▶ [Task to carry out]
Rewrite the listing below, switching each occurrence of "photo" to "image" and keeping every other line unchanged.

▶ [Given entries]
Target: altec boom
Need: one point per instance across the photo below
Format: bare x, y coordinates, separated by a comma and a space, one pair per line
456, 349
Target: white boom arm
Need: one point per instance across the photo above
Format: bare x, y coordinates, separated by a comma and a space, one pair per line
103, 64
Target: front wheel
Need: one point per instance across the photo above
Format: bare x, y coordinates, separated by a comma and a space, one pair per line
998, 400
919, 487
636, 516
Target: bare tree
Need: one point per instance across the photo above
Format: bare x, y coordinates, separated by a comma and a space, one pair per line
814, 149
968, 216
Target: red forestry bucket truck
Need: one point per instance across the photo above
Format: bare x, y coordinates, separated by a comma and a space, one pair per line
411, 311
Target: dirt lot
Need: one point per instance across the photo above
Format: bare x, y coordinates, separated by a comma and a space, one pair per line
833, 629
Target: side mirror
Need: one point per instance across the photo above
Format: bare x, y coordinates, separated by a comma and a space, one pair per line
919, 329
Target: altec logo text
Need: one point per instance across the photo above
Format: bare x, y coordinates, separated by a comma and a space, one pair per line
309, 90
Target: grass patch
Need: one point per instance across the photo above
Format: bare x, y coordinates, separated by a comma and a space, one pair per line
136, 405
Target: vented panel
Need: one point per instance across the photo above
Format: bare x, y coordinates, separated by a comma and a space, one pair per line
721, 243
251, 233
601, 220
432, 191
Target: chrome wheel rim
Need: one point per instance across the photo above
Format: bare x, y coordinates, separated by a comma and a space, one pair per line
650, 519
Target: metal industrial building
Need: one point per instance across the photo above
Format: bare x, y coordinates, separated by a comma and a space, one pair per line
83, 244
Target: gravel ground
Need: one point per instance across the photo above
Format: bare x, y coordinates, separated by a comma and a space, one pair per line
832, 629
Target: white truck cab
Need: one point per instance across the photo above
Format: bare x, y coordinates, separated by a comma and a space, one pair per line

▶ [Written solution]
Target: altec boom
Need: one point per instance across the image below
Format: bare x, y coordinates, separated by a comma and a space, one pair per line
456, 349
Target: white boom arm
Need: one point per instance across the image above
Format: bare x, y coordinates, separated by a comma and a space, one pair per line
103, 64
Target: front wheel
Need: one point per instance across the image above
Format: bare x, y coordinates, separated by a comma and a space, one pair per line
998, 400
919, 487
636, 516
Target: bare tree
Need: one point per instance across the image above
Format: bare x, y coordinates, separated by a comma and a space, one pair per line
814, 149
968, 216
Target: red forestry bucket truck
Need: one point per instance across the image above
Format: bare x, y coordinates, separated by a comma and a space, one pair per line
411, 311
Target: dirt lot
Need: one point per instance across the image above
Format: bare x, y coordinates, separated by a comma and a space, one pair per line
833, 629
Target: side mirror
Need: one point per instance across the image above
Format: bare x, y coordinates, separated by a comma and a space, one pair per line
919, 329
Target: altec logo text
Need: one point per instance across the image above
Format: bare x, y coordinates, separated by a comma and a space, one pair per line
309, 90
Target: grass patch
Need: one point per instance across the image above
Format: bare x, y coordinates, separated by a comma and a space, one pair per line
136, 405
Target: vented panel
Need: one point per instance across the image above
Format: bare x, y coordinates, separated by a comma and a space, one pair per line
721, 243
251, 233
601, 220
432, 191
Target: chrome wheel rim
Need: one point per instance across the image above
Format: bare x, y coordinates, separated by a comma and a space, one pair per line
650, 519
Target: metal industrial building
Need: one point per instance across the image above
Format: bare x, y coordinates, separated by a comma and a space, one pair per line
83, 244
Target: gravel ground
Need: one point per instance across the image above
Format: bare x, y coordinates, separated by a comma and a space, one pair per line
832, 629
Target: white truck cab
Need: one point per instance across the image above
Format: bare x, y coordinates, separated by a comma and a space, one pair per line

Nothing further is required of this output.